**Passage provided**
-- BEGIN --

The Minecraft Survival Guide Season 3 continues in Minecraft 1.20.2!
In this tutorial, we take on the personal challenge of building with blocks you don’t like.

First, having returned from the Ancient City with Swift Sneak books, we take some time to enchant our leggings with Swift Sneak III and demonstrate how it changes player movement while crouching.

Then it’s build theory time! I discuss why I’m not the biggest fan of blocks like Bricks and Granite, and how we can still incorporate them into builds by finding the right theme, using them as structural elements, and combining them with other blocks in a colour gradient.

We put this to work in a Minecraft factory build to house our mud converter, leaving room for future expansion into a clay making facility, and include cool details like dangling anvils and a rolling shutter door.

-- END --

[Records of labeled points]
-- BEGIN --

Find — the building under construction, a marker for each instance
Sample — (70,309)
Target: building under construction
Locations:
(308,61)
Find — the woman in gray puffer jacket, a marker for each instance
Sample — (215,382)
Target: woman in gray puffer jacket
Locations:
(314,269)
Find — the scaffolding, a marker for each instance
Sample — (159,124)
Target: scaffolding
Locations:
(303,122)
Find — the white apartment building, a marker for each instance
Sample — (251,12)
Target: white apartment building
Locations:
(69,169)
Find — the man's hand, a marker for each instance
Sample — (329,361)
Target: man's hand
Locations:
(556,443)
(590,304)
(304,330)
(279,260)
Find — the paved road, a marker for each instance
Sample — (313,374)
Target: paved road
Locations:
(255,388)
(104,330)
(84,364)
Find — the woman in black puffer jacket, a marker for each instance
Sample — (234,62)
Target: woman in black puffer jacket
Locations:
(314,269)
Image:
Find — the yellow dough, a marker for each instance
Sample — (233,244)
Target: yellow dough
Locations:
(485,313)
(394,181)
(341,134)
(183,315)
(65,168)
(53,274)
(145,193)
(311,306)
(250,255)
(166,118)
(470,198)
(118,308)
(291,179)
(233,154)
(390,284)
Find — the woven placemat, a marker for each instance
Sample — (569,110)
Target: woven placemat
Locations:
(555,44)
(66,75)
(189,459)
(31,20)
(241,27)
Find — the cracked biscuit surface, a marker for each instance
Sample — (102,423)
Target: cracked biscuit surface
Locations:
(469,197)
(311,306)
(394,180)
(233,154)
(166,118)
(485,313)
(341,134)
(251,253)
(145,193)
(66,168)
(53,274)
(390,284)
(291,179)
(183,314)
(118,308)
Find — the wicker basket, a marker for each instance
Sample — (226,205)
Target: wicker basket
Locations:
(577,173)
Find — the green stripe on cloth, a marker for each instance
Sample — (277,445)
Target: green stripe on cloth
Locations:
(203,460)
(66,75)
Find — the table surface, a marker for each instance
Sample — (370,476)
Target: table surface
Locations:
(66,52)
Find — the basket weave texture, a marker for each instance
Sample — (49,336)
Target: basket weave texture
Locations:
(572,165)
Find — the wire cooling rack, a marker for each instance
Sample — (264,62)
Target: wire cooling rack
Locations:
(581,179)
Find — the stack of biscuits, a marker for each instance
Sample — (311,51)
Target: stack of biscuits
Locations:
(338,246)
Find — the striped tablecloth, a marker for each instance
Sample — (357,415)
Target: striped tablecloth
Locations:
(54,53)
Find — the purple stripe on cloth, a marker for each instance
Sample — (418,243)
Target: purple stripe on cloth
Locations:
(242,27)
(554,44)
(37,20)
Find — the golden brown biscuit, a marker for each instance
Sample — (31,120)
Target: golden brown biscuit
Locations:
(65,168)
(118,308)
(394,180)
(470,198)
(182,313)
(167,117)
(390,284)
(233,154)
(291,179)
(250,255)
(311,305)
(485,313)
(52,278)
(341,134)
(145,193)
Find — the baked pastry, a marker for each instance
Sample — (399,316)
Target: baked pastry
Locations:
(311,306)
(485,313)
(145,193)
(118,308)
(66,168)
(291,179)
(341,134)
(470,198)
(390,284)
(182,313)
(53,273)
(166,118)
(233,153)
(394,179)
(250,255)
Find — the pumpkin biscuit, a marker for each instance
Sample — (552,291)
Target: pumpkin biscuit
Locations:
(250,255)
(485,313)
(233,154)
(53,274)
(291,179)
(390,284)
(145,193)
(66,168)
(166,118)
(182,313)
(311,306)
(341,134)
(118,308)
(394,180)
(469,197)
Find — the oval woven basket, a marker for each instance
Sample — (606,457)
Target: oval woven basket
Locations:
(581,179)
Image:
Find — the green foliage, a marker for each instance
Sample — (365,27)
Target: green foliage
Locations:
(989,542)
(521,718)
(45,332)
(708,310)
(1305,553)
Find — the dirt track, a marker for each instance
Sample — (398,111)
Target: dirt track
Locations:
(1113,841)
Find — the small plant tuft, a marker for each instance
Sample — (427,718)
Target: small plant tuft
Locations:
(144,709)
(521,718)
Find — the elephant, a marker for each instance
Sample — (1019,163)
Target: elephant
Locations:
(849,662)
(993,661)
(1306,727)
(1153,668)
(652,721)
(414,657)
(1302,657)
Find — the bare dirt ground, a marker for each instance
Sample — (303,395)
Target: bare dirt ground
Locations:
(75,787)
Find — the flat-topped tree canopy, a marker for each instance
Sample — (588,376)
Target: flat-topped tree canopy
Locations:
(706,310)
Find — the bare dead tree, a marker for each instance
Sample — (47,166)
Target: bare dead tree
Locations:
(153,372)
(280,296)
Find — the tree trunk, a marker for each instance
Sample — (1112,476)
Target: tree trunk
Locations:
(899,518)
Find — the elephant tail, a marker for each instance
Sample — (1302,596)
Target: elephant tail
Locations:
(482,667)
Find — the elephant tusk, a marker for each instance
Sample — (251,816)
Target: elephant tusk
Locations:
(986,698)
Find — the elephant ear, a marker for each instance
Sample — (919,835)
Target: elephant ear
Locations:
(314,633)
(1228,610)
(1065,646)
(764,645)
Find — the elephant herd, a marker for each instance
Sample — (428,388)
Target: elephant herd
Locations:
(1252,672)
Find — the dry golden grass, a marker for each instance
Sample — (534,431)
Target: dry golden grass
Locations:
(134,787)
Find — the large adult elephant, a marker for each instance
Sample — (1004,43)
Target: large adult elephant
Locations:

-- END --

**Tasks for this exercise**
a. Name every way the Minecraft tutorial description gives for working disliked blocks into builds.
b. Rewrite the Minecraft tutorial description from "The Minecraft Survival" up to and including "movement while crouching.", using "Trial Chambers" in place of "Ancient City".
c. Write the next part of the Minecraft tutorial description, starting after its final sentence.

**Answer set**
a.
- Finding the right theme
- Using them as structural elements
- Combining them with other blocks in a colour gradient

b.
The Minecraft Survival Guide Season 3 continues in Minecraft 1.20.2!
In this tutorial, we take on the personal challenge of building with blocks you don’t like.

First, having returned from the Trial Chambers with Swift Sneak books, we take some time to enchant our leggings with Swift Sneak III and demonstrate how it changes player movement while crouching.

c.
Along the way I explain how to collect vines quickly, the role of string in supporting gravity-affected blocks and blocking vine growth, and how to improve on the mud factory design we were already using!

Survival Guide Season 3 world seed: 787419271612053211

Music:
Minecraft soundtrack by C418, Lena Raine, Kumi Tanioka, Aaron Cherof

Season 3 of the Minecraft Survival Guide will teach you how to master Survival Mode in Minecraft 1.20 and beyond!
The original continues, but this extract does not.